→ **TASKS TO CARRY OUT**:
a – In the article on the recurrence score assay, what percentage of patients overall received chemotherapy within 12 months after diagnosis?
b – Write out the part of the article on the recurrence score assay starting at "Because of the" and ending at "the authors noted.".

----- TEXT SHOWN -----

Use of Recurrence Assay in Guiding Chemotherapy Decisions
In a new study of Medicare beneficiaries published in JAMA Oncology, researchers found that use of the 21-gene recurrence score (RS) assay was associated with decreased use of chemotherapy in high-risk patients and increased use of chemotherapy in low-risk patients compared with not using the test.
National Comprehensive Cancer Network (NCCN) guidelines recommend consideration of adjuvant chemotherapy in estrogen receptor (ER)-positive, node-negative breast cancer for all but the smallest tumors. The RS assay has been shown in limited academic settings to reduce physician recommendations for adjuvant chemotherapy. However, it is unknown whether adoption of the assay has reduced overall chemotherapy use among practitioners in general. Michaela Dinan, PhD, Duke Clinical Research Institute (Durham, NC), and her team examined associations between the adoption of the RS assay and chemotherapy in a nationally representative sample of Medicare beneficiaries with early-stage breast cancer.
For the study, the Surveillance, Epidemiology, and End Results (SEER) database linked with Medicare claims to identify patients diagnosed with early-stage, ER-positive, nonmetastic breast cancer between 2005 and 2009. Patients were required to have a primary diagnosis of breast cancer on a Medicare claim between 2 months before and 4 months after the SEER-reported diagnosis. A total of 44,044 patients had low-risk (24.0%), intermediate-risk (51.3%), or high-risk disease (24.6%), as defined by the NCCN guidelines, and met the study criteria.
Overall, 14.3% of patients received chemotherapy within 12 months after diagnosis. The researchers observed no overall association between receipt of testing and chemotherapy use. Chemotherapy was more frequently used in patients aged 70 and younger, patients with fewer comorbidities, and patients with high-risk disease. There was, however, a significant interaction between use of the assay and NCCN-defined risk. Genetic testing in high-risk patients was associated with decreased use of chemotherapy (odds ratio [OR], 0.36; 99% confidence interval [CI], 0.26-0.50) and in low-risk patients was associated with increased use of chemotherapy (OR, 3.71; 99% CI, 2.30-5.98), compared with patients that did not receive genetic testing (P=.006 for the overall interaction).
Because of the significant impact of age on use of the RS assay and chemotherapy, a subgroup analysis of patients aged 66–70 years was performed. The researchers observed an overall decrease in the use of chemotherapy, from 29.1% in 2005 to 24.0% in 2009; this appeared to be limited to patients with high-risk disease and patients who underwent RS assay testing. The extent to which decreased chemotherapy use is influenced by genetic testing use, as opposed to unrelated changes in practice, could not be determined, the authors noted.
“Our data suggest that use of the RS assay may have decreased chemotherapy use in general practice among younger patients with high-risk disease in whom receipt of chemotherapy would have otherwise been likely, but that it was associated with greater chemotherapy use in patients with low-risk disease,” wrote the researchers.—Eileen Koutnik-Fotopoulos
Dinan MA, Mi X, Reed SD, Lyman GH, Curtis LH. Association between use of the 21-gene recurrence score assay and receipt of chemotherapy among Medicare beneficiaries with early-stage breast cancer, 2005-2009 [published online ahead of print August 27, 2015]. JAMA Oncol. doi:10.1001/jamaoncol.2015.2722.

----- DATA PROVIDED -----

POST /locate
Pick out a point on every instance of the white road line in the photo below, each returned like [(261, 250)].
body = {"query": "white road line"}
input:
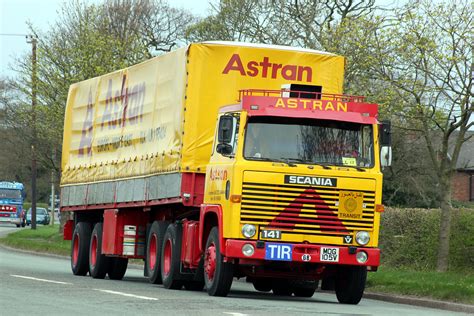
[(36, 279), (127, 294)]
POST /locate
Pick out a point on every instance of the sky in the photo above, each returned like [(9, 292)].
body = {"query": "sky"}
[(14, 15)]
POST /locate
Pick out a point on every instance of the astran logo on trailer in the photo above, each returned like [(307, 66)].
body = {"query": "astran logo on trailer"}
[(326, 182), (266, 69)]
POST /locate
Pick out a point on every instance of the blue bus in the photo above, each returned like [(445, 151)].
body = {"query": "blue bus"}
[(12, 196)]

-----
----- DATA PROVIDED -----

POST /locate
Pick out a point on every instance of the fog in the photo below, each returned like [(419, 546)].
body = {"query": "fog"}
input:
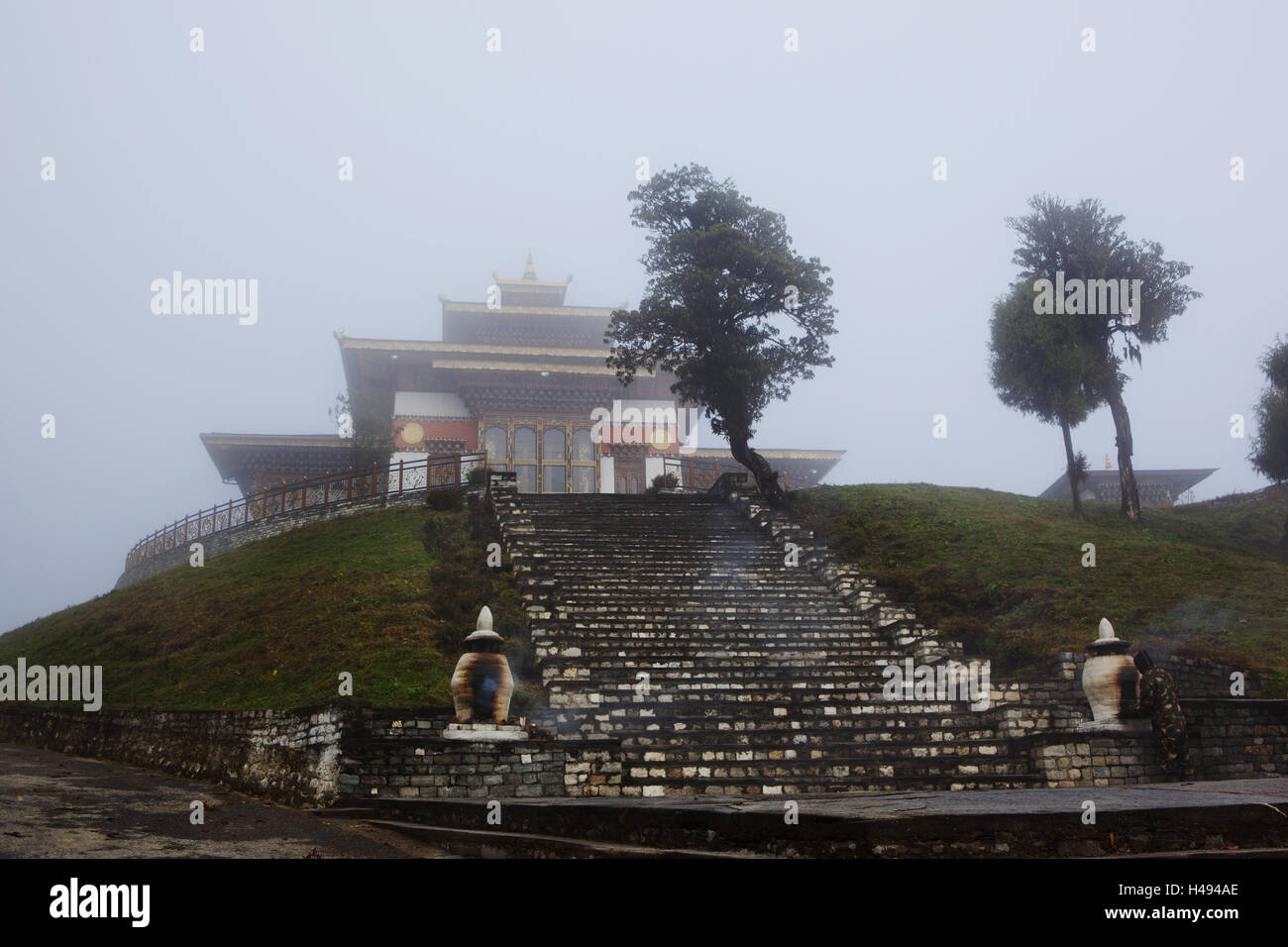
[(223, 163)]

-----
----- DATA PROVIDED -----

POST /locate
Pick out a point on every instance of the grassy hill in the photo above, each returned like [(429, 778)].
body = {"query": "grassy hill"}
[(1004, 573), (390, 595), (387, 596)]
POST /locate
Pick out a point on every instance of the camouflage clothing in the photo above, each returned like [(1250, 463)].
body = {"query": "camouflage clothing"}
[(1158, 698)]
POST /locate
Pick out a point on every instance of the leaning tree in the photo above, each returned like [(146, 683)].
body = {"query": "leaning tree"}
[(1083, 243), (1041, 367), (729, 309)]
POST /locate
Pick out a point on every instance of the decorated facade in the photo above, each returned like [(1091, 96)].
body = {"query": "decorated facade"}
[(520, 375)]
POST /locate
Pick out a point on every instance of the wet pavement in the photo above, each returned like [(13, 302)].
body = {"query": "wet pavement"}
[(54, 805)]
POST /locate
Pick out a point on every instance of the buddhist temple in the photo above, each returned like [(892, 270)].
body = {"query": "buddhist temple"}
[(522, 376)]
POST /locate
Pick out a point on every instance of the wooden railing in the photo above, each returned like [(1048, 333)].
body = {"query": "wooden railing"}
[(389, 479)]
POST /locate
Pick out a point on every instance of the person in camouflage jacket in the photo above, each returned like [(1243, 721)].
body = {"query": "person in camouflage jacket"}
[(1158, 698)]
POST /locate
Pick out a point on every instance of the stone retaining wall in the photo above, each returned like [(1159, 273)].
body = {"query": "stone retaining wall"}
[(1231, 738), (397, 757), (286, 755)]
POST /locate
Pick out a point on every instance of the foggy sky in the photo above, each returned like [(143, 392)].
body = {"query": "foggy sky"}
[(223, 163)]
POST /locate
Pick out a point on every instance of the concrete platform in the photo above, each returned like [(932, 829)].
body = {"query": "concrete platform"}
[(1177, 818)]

-----

→ **ANSWERS BY ITEM NUMBER**:
a – 14.3% of patients received chemotherapy within 12 months after diagnosis.

b –
Because of the significant impact of age on use of the RS assay and chemotherapy, a subgroup analysis of patients aged 66–70 years was performed. The researchers observed an overall decrease in the use of chemotherapy, from 29.1% in 2005 to 24.0% in 2009; this appeared to be limited to patients with high-risk disease and patients who underwent RS assay testing. The extent to which decreased chemotherapy use is influenced by genetic testing use, as opposed to unrelated changes in practice, could not be determined, the authors noted.